* **PROBLEM DETAILS**
Give back exactly the lines from the one holding "of the green" to the last line of the entries, both included, and nothing more.

:: SUPPLIED INFORMATION

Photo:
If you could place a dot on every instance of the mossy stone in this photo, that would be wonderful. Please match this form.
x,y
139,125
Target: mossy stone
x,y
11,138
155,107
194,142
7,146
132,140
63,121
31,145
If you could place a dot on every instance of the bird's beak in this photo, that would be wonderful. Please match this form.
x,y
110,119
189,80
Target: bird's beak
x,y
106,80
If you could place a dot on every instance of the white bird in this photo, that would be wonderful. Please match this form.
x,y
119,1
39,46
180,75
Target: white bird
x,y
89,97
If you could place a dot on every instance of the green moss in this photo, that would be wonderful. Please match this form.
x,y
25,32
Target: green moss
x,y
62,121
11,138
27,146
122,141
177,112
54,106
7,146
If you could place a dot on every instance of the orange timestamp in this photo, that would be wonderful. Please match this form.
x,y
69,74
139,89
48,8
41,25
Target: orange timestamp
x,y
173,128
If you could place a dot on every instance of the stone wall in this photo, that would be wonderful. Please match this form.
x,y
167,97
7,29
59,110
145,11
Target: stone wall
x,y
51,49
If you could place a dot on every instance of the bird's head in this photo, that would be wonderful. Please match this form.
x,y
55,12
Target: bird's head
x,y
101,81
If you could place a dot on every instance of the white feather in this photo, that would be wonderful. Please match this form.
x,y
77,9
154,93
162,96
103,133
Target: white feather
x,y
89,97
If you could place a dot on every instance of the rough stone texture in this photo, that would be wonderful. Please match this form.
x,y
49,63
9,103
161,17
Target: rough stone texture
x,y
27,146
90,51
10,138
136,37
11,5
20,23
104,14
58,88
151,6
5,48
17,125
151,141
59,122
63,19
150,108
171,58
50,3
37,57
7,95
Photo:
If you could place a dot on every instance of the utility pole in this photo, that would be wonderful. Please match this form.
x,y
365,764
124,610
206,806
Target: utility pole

::::

* **EXPECTED OUTPUT**
If you could place a dot on every instance of the green moss in this photo, that would be wonderful. Please match this form.
x,y
25,32
Target: green moss
x,y
62,121
11,138
27,146
122,141
177,112
54,106
7,146
If you could place a dot on every instance of the orange timestamp in this photo, that would be wonderful. Please match this form.
x,y
69,74
139,89
48,8
41,25
Target: orange timestamp
x,y
173,128
If you could place a dot on every instance of the stone wall in this photo, that would be wonderful. Please match this form.
x,y
167,97
7,29
59,110
145,11
Target: stone wall
x,y
51,49
If you could place a dot on every instance of the bird's head in this photo, that would be wonderful. Please match this form.
x,y
55,12
Target: bird's head
x,y
101,81
If you could place a dot on every instance of the white feather in this photo, that would be wonderful. Please match this form.
x,y
77,9
154,93
162,96
103,133
Target: white feather
x,y
89,97
If you could place a dot on every instance of the rough stone texture in this photo, that would be wonderful. Please match this form.
x,y
49,63
9,103
161,17
Target: rough stone texture
x,y
27,146
90,51
10,138
136,37
11,5
20,23
104,14
58,88
151,6
5,48
17,125
151,141
59,122
63,19
150,108
171,58
50,3
37,57
7,95
Photo:
If you could place a dot on every instance of the utility pole in this photo, that would be wonderful. Please match this form.
x,y
365,764
124,610
206,806
Target: utility pole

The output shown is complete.